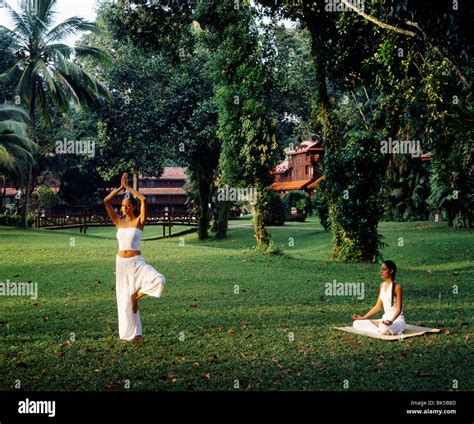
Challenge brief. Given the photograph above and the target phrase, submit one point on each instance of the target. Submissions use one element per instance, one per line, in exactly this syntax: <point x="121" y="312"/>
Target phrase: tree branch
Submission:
<point x="376" y="21"/>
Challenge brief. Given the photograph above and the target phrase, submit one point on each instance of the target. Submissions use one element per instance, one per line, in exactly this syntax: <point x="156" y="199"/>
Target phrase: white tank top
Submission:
<point x="129" y="238"/>
<point x="386" y="298"/>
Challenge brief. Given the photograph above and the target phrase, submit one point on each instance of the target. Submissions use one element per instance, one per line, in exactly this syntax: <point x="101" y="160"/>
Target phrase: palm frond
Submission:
<point x="15" y="141"/>
<point x="71" y="26"/>
<point x="13" y="37"/>
<point x="11" y="126"/>
<point x="13" y="112"/>
<point x="101" y="55"/>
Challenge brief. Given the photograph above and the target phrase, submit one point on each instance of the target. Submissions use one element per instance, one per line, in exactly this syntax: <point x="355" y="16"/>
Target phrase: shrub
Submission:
<point x="299" y="200"/>
<point x="277" y="211"/>
<point x="15" y="220"/>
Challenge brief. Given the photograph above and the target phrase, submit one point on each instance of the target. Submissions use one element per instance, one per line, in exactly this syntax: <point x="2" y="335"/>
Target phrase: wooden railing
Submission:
<point x="85" y="220"/>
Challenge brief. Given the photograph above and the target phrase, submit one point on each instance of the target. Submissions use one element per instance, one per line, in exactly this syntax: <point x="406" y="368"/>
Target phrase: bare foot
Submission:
<point x="134" y="299"/>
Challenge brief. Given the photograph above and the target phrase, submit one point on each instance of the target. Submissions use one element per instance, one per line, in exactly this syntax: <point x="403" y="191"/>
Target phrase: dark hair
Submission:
<point x="392" y="267"/>
<point x="134" y="202"/>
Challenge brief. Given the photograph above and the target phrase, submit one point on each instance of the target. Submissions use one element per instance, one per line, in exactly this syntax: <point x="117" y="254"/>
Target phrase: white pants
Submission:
<point x="132" y="275"/>
<point x="397" y="327"/>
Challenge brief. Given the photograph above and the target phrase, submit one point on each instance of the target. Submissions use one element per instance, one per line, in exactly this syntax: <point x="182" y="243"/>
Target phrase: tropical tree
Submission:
<point x="47" y="75"/>
<point x="244" y="72"/>
<point x="16" y="149"/>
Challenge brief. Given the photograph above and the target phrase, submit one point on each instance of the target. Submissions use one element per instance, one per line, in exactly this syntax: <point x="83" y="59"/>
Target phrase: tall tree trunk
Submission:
<point x="29" y="178"/>
<point x="135" y="176"/>
<point x="259" y="208"/>
<point x="204" y="196"/>
<point x="223" y="220"/>
<point x="324" y="111"/>
<point x="4" y="190"/>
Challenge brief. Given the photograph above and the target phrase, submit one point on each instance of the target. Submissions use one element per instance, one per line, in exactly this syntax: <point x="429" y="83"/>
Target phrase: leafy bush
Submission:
<point x="47" y="199"/>
<point x="299" y="200"/>
<point x="15" y="220"/>
<point x="353" y="182"/>
<point x="277" y="211"/>
<point x="321" y="206"/>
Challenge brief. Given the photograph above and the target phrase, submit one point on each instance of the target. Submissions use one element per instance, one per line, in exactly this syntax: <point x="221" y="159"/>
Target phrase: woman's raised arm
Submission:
<point x="108" y="206"/>
<point x="139" y="196"/>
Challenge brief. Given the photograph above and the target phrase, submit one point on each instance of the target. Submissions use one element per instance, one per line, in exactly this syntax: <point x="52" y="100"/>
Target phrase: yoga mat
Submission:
<point x="411" y="331"/>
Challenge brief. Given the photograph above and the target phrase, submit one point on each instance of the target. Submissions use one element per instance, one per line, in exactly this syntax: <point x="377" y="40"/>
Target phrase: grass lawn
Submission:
<point x="228" y="313"/>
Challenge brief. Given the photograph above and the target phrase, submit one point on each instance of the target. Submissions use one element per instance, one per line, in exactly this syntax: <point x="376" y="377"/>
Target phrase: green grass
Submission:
<point x="230" y="336"/>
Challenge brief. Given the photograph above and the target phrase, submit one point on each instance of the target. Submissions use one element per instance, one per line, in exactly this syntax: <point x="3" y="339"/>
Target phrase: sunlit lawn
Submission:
<point x="229" y="313"/>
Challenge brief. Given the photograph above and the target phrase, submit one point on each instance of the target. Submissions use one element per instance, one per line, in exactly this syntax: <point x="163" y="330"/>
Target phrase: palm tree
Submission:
<point x="47" y="73"/>
<point x="16" y="149"/>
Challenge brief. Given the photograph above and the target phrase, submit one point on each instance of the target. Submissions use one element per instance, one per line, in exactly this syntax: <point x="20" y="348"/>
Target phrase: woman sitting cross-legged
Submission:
<point x="390" y="297"/>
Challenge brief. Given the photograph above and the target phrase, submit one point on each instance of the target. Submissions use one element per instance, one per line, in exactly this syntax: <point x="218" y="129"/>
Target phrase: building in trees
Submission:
<point x="300" y="170"/>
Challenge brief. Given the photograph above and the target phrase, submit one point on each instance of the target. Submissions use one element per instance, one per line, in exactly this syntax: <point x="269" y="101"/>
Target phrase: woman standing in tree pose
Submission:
<point x="134" y="278"/>
<point x="390" y="297"/>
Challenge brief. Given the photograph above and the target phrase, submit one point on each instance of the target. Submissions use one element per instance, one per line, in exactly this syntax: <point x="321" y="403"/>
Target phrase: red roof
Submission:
<point x="303" y="147"/>
<point x="170" y="173"/>
<point x="316" y="182"/>
<point x="162" y="191"/>
<point x="282" y="167"/>
<point x="290" y="185"/>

§ Set task: Pull out every line of the material above that contains the string "grass", and treat case as significant.

§ Result:
Target phrase: grass lawn
Target phrase: green grass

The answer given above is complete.